Selection:
********************

5. There are approximately 35,000 people with disabilities living in Rochester and disabled people account for 22% of people living in poverty in Rochester. What will you do to ensure that disabled Rochestarians have full access to the community and the City’s services?
I would like every program, service, and building run by the City of Rochester to adhere a locally-created set of accessibility guidelines that goes far beyond the ADA. To do this would require financial and human resources to make sure the City complies with its own standards that are established ahead of time and not just when someone with a disability wants to come to a meeting. I want to make it protocol for a checklist be used to make sure that every meeting, event, and service provided by the City is accessible BEFORE the public is aware of its taking place. This can easily be paid for by leveraging Federal and State funding, grants, and by revamping how we spend our tax revenue. My ideas on the latter can be read at https://www.daveforchange.org/budget.
6. People with disabilities are limited by their transportation options in our city. This leads to having to plan their lives days in advance or opting to stay at home. For people living in nursing facilities or institutions, getting out into the community may be the only freedom they have. In the City of Rochester, we have nearly 10 taxi companies and none of them have accessible vehicles. This is not only an ADA violation but it’s effecting the disability population who just want access to same day rides. If elected, how will you support the Disability Community in creating more accessible transportation options?

********************

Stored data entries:
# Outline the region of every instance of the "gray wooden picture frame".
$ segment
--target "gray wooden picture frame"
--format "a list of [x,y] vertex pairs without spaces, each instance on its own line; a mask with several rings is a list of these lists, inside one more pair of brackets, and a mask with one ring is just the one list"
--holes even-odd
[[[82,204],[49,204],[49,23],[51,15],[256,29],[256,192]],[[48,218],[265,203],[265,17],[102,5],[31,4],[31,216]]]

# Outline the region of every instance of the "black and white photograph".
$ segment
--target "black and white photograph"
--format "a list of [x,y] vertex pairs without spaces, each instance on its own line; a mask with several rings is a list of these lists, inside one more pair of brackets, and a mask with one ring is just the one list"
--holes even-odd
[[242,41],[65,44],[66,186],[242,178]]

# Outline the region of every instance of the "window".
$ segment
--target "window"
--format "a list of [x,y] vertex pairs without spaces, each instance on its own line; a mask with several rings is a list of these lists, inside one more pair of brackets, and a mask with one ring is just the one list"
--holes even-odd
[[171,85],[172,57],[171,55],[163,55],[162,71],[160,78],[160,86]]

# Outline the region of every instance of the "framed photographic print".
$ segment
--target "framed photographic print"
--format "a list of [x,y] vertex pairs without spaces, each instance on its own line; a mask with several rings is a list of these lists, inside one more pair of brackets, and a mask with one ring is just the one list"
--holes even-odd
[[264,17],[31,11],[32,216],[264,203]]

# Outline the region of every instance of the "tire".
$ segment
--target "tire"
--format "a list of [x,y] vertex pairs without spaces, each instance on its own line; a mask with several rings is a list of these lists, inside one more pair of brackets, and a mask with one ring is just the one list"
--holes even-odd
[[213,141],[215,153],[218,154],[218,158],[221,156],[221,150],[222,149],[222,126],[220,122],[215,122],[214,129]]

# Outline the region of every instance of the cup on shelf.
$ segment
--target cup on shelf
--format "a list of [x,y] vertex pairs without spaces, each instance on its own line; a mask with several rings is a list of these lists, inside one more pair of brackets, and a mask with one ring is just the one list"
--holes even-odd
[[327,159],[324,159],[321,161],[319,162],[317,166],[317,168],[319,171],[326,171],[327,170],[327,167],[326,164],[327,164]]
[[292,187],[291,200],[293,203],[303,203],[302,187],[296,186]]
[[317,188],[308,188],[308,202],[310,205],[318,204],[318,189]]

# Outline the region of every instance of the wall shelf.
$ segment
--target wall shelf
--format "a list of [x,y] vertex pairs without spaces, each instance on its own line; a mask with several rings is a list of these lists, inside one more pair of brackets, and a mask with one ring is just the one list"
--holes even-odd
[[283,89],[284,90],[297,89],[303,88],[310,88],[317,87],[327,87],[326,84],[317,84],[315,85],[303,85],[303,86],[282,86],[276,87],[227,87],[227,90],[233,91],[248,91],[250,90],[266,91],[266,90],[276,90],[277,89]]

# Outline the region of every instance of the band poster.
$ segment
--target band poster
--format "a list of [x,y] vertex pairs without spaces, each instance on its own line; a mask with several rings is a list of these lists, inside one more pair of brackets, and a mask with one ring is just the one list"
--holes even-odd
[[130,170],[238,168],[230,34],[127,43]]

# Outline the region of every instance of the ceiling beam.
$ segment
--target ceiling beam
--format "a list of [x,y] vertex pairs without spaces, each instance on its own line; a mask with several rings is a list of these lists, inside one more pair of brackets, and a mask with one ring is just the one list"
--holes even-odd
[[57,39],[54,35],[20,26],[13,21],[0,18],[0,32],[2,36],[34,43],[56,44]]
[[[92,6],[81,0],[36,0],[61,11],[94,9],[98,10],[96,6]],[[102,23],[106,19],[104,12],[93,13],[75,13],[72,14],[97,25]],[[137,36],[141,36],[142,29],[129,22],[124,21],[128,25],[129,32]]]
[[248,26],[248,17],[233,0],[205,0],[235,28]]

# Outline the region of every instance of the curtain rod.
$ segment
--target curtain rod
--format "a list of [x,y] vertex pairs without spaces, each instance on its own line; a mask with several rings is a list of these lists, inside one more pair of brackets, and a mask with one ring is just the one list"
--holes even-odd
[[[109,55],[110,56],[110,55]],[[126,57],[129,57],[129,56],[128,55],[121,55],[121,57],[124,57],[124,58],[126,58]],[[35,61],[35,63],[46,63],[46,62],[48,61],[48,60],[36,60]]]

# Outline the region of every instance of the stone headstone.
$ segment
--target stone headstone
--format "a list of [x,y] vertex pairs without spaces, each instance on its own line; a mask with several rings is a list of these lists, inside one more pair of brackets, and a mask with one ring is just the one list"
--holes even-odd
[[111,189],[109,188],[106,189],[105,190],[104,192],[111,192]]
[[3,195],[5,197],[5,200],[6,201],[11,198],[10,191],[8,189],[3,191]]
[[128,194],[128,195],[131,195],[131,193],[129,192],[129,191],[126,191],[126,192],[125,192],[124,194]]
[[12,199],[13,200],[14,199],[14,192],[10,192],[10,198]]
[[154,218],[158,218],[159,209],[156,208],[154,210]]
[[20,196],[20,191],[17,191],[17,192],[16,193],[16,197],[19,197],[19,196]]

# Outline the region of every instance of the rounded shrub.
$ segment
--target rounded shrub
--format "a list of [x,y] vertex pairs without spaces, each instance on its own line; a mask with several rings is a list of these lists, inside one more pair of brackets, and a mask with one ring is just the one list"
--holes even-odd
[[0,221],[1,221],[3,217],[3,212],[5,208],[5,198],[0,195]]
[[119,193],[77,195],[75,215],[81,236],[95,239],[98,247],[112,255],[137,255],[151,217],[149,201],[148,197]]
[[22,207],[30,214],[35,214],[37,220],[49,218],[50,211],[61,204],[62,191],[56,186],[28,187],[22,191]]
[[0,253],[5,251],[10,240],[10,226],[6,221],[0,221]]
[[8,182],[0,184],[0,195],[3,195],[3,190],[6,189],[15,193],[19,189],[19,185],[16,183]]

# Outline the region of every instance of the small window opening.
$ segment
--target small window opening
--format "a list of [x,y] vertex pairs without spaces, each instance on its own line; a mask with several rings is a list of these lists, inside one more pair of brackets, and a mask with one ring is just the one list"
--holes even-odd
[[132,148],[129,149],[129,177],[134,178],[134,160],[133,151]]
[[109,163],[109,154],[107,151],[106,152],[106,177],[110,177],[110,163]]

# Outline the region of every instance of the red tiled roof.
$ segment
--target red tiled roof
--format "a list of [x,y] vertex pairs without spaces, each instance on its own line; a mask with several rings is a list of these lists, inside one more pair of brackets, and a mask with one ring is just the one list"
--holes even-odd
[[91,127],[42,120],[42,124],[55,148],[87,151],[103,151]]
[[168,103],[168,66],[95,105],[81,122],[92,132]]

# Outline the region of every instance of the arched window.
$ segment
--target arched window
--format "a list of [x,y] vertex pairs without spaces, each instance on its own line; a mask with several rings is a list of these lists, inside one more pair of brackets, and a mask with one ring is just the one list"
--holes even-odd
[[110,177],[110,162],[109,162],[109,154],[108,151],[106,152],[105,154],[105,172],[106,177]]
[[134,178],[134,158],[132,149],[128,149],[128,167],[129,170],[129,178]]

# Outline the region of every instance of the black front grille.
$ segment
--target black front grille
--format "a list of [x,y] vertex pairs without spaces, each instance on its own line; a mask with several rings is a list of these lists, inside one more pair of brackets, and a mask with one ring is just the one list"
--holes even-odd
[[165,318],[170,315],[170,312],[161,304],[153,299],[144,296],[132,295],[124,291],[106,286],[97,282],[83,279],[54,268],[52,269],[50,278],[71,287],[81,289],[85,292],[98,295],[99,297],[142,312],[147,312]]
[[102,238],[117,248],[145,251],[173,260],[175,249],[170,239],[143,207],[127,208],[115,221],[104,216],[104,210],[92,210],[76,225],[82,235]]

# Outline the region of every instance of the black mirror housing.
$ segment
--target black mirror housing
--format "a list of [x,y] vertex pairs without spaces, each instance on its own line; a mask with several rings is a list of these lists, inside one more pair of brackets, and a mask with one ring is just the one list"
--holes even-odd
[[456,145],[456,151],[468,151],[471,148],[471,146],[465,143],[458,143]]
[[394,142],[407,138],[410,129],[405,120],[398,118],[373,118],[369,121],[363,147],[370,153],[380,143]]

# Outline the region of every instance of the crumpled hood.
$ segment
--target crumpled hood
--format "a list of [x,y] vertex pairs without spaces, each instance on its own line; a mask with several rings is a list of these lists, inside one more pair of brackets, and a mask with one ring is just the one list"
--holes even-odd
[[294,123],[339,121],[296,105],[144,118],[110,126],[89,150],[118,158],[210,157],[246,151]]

********************

Problems and tasks:
(a) Print the part of the passage on disability access in Rochester that opens with the words containing "I would like" and closes with "read at https://www.daveforchange.org/budget.".
(b) Rewrite the part of the listing that opens with the line containing "# Outline the region of every instance of the crumpled" and runs through the end of the listing, replacing "crumpled" with "dented" and leaving all else unchanged.

Responses by task:
(a)
I would like every program, service, and building run by the City of Rochester to adhere a locally-created set of accessibility guidelines that goes far beyond the ADA. To do this would require financial and human resources to make sure the City complies with its own standards that are established ahead of time and not just when someone with a disability wants to come to a meeting. I want to make it protocol for a checklist be used to make sure that every meeting, event, and service provided by the City is accessible BEFORE the public is aware of its taking place. This can easily be paid for by leveraging Federal and State funding, grants, and by revamping how we spend our tax revenue. My ideas on the latter can be read at https://www.daveforchange.org/budget.

(b)
# Outline the region of every instance of the dented hood.
$ segment
--target dented hood
--format "a list of [x,y] vertex pairs without spaces, each instance on its own line; a mask with several rings is a list of these lists, inside one more pair of brackets, and a mask with one ring is just the one list"
--holes even-odd
[[294,123],[339,121],[296,105],[144,118],[110,126],[89,150],[118,158],[210,157],[246,151]]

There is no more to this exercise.